+++ Information
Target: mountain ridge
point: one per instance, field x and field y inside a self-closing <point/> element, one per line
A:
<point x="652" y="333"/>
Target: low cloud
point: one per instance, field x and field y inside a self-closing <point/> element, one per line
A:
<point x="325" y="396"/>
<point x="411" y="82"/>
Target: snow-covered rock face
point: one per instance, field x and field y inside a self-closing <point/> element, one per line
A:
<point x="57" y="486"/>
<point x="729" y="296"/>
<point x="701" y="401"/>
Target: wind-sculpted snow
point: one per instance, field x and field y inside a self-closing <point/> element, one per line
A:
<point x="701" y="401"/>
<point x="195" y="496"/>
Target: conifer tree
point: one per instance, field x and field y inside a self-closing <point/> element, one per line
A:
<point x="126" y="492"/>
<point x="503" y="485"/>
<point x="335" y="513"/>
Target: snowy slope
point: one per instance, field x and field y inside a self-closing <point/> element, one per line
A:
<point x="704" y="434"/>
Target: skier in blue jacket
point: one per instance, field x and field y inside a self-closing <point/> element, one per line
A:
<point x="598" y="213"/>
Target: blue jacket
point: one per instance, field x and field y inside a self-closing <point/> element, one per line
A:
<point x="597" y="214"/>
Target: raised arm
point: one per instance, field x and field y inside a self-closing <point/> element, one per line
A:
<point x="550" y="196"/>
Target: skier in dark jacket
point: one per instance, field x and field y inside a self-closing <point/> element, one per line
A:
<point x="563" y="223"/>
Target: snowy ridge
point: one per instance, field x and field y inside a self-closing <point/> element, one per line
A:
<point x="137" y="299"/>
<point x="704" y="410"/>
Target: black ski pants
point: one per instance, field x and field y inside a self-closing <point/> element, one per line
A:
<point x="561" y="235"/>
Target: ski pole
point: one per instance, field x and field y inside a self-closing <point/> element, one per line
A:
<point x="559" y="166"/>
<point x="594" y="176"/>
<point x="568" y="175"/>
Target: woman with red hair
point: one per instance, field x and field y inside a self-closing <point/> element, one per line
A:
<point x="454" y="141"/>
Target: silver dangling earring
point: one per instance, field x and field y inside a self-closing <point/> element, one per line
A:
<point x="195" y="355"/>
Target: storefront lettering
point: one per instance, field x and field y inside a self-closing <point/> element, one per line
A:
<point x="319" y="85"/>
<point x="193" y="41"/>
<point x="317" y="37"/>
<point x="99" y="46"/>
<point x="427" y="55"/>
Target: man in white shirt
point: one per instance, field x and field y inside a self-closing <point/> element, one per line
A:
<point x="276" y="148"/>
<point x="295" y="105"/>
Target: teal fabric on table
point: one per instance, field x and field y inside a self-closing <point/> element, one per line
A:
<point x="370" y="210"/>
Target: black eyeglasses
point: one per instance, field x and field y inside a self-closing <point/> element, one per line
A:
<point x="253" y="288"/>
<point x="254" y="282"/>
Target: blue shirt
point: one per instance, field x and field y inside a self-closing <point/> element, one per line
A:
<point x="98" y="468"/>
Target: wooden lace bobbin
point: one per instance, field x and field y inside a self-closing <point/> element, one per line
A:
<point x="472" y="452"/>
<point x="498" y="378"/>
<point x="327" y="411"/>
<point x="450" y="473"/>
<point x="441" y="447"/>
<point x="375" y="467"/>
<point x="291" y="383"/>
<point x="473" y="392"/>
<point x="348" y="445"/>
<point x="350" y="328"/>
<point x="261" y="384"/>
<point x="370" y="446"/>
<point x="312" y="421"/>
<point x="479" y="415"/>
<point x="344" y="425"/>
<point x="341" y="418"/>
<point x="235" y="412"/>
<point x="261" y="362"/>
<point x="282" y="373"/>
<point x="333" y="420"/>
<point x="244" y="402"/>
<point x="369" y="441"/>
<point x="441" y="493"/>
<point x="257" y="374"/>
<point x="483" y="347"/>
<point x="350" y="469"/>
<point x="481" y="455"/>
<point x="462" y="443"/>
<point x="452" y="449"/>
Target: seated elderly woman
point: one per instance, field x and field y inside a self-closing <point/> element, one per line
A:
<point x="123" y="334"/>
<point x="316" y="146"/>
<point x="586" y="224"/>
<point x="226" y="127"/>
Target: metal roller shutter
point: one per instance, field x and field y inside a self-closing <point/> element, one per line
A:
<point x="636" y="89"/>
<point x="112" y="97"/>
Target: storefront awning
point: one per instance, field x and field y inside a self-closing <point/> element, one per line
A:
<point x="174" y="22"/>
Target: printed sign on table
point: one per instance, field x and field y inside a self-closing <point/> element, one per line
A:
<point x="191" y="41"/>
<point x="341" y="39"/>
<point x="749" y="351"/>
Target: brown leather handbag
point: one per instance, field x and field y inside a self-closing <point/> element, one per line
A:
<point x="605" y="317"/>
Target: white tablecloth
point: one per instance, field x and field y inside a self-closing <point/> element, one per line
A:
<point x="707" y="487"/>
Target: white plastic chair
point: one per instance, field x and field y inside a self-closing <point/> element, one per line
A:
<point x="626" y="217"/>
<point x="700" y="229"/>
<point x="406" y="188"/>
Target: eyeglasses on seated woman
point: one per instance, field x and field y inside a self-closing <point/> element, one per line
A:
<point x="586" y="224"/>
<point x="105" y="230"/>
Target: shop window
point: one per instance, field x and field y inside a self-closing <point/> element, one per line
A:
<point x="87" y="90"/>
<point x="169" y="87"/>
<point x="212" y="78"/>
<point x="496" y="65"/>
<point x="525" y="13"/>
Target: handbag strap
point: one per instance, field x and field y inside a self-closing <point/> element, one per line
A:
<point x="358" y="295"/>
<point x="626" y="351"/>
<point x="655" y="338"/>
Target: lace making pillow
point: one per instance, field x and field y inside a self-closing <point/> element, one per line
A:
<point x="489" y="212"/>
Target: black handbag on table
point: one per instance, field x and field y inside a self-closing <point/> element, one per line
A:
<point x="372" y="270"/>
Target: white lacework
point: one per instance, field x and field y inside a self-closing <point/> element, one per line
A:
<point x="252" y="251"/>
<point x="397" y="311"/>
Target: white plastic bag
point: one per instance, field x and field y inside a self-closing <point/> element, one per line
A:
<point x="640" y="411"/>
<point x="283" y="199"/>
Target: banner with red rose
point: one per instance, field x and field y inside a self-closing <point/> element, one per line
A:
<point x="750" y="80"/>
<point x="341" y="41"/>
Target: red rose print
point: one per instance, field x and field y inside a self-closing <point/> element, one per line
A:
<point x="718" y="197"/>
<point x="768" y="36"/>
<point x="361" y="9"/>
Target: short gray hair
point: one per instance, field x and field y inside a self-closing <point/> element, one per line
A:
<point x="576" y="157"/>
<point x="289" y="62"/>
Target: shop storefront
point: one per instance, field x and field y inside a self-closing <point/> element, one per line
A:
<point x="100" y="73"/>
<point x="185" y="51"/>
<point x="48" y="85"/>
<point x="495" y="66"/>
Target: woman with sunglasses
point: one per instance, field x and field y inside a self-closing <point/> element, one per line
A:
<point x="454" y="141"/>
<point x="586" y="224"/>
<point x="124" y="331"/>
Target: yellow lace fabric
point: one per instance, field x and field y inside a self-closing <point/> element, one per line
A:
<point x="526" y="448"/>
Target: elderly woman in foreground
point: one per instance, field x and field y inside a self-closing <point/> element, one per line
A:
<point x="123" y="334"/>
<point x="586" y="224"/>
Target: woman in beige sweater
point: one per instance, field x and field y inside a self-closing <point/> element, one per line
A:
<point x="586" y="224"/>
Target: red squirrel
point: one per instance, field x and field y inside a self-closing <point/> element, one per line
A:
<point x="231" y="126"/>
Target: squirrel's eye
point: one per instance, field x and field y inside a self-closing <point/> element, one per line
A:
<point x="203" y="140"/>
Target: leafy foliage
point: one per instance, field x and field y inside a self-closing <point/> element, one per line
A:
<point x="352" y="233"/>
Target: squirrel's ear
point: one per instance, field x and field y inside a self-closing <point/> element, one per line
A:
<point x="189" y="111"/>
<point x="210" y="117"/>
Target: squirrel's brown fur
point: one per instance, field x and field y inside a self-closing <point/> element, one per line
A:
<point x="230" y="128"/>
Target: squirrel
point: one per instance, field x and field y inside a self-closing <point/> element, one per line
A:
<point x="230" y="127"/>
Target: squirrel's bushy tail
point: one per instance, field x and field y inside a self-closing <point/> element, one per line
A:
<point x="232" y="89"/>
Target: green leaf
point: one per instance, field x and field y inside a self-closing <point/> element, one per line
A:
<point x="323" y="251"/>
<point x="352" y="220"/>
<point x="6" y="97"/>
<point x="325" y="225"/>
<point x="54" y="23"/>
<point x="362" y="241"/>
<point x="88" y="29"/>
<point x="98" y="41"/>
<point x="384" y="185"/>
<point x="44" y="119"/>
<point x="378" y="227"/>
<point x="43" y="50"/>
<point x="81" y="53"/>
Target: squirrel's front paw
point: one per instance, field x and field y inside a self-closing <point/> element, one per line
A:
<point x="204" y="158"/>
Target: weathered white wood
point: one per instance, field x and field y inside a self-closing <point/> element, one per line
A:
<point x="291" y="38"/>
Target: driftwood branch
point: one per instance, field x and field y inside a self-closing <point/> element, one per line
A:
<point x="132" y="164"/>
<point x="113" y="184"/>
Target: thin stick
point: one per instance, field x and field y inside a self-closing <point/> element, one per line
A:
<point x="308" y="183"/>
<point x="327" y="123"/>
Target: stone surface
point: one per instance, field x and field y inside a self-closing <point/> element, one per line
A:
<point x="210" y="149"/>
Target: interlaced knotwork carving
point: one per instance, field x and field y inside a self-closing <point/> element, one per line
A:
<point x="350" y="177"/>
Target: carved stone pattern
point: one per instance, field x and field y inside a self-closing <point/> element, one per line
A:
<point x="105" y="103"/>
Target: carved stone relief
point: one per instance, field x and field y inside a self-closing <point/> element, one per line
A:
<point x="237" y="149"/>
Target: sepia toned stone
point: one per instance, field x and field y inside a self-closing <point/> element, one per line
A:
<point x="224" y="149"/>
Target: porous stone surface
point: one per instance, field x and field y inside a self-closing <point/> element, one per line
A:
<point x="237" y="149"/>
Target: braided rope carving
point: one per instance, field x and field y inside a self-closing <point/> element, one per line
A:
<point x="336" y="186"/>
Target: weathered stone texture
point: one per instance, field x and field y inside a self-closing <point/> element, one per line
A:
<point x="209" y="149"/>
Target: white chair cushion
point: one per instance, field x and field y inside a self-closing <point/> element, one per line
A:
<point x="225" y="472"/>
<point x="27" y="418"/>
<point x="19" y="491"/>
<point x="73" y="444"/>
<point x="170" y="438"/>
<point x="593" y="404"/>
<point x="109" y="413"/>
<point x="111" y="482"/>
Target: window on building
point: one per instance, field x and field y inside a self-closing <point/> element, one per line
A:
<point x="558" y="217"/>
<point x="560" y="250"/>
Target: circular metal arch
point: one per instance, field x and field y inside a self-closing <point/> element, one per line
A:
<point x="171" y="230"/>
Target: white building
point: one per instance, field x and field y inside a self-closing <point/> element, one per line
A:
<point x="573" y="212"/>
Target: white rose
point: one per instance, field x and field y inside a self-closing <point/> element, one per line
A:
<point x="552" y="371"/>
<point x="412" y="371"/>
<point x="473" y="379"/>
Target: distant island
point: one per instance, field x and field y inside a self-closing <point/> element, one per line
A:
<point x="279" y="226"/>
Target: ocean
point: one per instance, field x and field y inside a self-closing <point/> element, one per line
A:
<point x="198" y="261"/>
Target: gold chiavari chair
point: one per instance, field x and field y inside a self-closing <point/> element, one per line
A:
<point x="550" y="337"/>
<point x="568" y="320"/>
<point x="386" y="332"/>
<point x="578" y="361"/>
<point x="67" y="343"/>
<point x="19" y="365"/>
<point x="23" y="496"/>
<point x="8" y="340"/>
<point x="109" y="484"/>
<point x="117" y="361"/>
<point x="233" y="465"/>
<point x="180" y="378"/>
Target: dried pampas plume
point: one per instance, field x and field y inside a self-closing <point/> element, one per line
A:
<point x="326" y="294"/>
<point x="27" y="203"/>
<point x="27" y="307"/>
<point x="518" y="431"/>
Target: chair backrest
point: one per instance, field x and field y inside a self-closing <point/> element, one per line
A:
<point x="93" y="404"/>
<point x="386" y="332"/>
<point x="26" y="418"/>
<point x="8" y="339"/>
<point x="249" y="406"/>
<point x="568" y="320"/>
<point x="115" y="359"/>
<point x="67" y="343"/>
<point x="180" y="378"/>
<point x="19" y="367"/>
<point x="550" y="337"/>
++++++
- Problem to work on
Using the records above, gather all lines where the string "blue" is present.

- Reply to the task
Target: skier in blue jacket
Target: blue jacket
Target: blue shirt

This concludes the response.